▼

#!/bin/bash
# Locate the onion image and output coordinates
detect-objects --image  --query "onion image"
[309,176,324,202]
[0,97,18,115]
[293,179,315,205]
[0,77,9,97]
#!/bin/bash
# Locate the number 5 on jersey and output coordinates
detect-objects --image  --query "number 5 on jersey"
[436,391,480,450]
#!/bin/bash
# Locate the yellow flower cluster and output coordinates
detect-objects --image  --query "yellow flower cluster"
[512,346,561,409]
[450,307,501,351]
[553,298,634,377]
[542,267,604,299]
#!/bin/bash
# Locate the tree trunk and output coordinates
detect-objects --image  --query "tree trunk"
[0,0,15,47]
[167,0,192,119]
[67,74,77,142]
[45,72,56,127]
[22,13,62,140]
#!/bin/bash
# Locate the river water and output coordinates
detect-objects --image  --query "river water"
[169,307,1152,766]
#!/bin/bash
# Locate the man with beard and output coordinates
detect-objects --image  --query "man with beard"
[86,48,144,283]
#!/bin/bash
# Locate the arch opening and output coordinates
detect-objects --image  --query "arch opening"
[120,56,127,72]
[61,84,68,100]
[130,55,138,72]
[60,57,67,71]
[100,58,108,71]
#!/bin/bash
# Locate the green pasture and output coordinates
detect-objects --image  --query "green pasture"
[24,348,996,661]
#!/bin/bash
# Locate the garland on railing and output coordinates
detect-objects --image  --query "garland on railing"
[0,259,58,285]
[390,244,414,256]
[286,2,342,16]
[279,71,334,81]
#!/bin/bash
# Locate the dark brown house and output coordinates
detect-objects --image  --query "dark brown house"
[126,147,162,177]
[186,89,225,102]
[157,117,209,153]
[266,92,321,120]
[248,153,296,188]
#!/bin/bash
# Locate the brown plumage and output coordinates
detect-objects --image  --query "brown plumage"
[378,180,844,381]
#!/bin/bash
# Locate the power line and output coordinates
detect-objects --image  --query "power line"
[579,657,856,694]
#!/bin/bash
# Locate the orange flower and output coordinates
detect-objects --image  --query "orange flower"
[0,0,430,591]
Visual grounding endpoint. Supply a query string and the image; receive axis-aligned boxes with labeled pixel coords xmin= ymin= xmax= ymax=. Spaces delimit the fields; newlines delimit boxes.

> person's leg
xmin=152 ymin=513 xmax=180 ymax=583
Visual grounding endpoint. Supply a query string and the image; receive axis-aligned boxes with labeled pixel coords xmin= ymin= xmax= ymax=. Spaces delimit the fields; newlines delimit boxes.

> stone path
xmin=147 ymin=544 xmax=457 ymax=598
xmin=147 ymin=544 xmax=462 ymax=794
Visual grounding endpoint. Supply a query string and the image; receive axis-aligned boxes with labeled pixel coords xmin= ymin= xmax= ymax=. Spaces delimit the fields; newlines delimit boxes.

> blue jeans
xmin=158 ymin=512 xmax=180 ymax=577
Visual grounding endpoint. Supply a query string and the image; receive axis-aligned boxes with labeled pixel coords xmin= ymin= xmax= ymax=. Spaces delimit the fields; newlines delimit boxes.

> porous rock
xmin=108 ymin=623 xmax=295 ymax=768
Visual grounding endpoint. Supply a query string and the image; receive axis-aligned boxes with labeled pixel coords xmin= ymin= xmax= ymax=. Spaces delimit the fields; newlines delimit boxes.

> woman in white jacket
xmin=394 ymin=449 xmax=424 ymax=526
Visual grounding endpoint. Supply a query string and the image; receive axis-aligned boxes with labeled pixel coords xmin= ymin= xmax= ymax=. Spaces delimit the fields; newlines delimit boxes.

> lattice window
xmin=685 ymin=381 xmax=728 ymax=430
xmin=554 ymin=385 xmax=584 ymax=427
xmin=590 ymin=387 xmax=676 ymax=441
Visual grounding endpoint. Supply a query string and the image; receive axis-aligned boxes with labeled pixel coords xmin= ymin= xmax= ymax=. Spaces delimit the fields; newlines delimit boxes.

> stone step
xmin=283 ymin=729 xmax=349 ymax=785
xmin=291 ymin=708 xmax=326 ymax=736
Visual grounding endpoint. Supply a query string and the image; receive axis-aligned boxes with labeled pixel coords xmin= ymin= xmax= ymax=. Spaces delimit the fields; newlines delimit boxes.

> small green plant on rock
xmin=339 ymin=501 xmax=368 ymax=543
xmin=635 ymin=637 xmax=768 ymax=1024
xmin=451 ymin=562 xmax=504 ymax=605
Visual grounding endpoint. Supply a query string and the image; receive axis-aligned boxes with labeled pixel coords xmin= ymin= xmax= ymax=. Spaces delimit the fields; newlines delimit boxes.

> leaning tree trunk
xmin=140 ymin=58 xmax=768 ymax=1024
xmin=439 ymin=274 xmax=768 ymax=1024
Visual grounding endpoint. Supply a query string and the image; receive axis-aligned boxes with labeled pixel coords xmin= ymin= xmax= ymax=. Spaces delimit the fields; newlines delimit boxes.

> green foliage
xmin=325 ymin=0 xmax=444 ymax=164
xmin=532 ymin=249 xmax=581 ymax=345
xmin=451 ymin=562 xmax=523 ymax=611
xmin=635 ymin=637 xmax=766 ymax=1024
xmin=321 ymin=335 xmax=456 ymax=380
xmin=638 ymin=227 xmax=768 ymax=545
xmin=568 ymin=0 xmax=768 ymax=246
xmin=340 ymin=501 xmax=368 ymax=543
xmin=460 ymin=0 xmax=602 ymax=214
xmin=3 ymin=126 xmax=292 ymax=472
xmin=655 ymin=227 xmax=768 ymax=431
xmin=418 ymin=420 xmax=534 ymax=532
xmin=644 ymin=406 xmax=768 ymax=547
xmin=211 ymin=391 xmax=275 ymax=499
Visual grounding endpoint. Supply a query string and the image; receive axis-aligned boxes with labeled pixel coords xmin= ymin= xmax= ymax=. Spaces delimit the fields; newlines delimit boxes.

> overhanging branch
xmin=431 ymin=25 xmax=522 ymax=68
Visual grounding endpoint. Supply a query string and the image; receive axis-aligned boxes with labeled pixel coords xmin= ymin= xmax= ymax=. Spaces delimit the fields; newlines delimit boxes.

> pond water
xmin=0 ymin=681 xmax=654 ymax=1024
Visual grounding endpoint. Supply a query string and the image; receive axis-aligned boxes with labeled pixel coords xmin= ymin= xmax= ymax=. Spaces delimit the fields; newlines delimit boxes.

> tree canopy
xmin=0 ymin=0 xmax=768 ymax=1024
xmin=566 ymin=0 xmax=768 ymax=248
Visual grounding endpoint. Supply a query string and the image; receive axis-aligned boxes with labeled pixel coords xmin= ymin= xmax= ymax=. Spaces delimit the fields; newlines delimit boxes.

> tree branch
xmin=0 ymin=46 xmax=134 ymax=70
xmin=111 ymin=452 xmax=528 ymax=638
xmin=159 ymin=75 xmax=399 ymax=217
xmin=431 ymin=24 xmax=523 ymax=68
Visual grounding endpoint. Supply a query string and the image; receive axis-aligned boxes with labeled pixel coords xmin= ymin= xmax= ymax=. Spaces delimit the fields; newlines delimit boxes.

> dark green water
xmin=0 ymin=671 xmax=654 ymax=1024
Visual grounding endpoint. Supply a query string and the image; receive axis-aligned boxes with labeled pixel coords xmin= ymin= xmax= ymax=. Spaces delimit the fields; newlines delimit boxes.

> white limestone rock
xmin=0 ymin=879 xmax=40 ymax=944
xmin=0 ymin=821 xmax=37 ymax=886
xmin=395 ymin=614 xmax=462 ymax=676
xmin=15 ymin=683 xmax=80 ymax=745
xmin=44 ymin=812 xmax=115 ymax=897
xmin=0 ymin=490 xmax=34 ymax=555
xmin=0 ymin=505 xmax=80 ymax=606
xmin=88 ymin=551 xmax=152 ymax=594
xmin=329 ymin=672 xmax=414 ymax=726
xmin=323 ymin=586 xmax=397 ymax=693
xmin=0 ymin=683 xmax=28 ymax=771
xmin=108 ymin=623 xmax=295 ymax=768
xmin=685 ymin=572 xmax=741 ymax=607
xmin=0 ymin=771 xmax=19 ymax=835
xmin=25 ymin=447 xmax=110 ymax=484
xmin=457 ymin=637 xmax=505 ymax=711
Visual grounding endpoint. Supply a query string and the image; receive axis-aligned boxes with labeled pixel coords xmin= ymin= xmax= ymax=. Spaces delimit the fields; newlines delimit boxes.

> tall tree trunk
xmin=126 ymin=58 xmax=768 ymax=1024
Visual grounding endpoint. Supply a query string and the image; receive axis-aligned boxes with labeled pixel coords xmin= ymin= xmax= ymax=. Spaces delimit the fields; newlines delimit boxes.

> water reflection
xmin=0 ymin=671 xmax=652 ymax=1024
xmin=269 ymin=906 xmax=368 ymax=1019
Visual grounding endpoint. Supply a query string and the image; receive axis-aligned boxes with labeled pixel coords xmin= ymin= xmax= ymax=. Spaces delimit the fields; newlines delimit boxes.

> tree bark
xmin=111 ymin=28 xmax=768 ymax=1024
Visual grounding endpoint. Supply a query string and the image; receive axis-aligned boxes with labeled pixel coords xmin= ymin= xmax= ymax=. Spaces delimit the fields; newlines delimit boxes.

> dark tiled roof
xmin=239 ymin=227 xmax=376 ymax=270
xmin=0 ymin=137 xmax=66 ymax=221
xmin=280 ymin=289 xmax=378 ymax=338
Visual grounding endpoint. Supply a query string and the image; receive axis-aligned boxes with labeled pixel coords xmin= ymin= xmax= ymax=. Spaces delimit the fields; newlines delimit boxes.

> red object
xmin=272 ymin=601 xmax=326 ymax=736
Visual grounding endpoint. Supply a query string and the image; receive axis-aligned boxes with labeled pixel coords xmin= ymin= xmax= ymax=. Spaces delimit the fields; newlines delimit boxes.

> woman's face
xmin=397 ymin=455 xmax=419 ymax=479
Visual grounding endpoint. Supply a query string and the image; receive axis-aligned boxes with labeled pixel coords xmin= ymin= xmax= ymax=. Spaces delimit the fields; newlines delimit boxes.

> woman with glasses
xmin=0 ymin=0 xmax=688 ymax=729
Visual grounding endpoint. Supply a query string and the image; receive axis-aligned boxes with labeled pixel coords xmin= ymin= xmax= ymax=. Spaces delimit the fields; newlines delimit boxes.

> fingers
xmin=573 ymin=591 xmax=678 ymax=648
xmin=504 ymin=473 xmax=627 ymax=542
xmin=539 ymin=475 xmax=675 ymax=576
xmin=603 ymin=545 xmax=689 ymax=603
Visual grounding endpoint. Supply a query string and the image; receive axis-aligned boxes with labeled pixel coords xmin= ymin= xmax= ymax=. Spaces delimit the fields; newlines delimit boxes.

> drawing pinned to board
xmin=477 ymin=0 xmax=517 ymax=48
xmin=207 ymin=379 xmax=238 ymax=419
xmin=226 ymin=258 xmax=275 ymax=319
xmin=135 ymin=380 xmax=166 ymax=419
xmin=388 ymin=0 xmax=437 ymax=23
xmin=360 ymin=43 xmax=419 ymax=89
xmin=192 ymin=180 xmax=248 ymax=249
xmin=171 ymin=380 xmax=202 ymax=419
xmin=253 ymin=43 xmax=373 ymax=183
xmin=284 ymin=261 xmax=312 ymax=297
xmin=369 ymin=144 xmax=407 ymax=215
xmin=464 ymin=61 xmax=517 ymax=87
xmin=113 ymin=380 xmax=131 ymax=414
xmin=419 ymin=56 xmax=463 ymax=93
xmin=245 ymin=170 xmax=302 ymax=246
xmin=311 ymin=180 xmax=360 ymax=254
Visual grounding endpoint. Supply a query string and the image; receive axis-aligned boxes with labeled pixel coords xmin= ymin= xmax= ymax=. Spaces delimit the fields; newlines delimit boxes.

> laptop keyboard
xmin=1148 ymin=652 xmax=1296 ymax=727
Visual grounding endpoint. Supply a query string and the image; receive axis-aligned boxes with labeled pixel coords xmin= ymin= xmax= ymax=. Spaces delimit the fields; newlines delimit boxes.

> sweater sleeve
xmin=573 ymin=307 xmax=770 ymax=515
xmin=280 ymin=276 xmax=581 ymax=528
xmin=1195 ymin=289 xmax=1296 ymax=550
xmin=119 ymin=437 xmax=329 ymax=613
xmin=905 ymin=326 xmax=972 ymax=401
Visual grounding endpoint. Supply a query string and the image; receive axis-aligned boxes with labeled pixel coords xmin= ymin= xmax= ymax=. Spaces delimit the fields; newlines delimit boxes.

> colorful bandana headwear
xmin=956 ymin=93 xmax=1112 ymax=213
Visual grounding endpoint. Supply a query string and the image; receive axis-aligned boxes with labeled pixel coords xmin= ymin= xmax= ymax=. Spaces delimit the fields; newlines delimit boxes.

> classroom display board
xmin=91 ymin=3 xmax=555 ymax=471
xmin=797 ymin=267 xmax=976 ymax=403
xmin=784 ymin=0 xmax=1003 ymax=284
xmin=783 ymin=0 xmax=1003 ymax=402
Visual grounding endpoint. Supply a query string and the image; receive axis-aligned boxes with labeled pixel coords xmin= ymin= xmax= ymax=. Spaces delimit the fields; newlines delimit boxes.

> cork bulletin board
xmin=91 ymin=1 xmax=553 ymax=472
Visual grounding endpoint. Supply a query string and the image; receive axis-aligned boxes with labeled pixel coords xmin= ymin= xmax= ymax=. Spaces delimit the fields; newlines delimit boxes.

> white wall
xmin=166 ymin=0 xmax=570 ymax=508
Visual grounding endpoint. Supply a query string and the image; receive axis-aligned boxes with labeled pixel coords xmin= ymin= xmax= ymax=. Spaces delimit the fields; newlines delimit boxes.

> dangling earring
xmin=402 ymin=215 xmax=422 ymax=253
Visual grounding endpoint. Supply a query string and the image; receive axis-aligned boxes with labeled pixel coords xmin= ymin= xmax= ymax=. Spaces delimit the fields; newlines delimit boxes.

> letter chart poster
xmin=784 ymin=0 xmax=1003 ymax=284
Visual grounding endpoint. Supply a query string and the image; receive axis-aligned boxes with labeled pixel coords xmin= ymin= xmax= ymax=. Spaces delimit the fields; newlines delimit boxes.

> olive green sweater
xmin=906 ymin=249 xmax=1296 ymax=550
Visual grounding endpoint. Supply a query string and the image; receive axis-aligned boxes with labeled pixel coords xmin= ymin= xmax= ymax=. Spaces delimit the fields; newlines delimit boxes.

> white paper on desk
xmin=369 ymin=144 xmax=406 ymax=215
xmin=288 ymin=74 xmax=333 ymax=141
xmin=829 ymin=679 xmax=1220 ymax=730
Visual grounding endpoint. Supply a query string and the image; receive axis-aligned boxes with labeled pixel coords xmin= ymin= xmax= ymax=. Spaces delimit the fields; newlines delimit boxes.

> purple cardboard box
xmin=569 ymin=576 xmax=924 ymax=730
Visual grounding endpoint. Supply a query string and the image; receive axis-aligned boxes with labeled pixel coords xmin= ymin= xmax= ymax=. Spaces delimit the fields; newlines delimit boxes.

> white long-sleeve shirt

▲

**EXERCISE REQUIREMENTS:** Copy the rows from the first line through the line containing "[542,267,604,299]", both included, and change every "Locate" to "Find" while leaving everything else as it is.

**REPLY:**
#!/bin/bash
# Find the onion image and output coordinates
detect-objects --image  --query "onion image"
[309,176,324,202]
[0,97,18,115]
[293,179,315,205]
[0,77,9,97]
#!/bin/bash
# Find the number 5 on jersey and output coordinates
detect-objects --image  --query "number 5 on jersey"
[436,391,480,450]
#!/bin/bash
# Find the yellow flower cluster and output coordinates
detect-objects --image  --query "yellow flower cluster"
[512,346,561,409]
[450,307,501,351]
[553,298,634,377]
[542,267,604,299]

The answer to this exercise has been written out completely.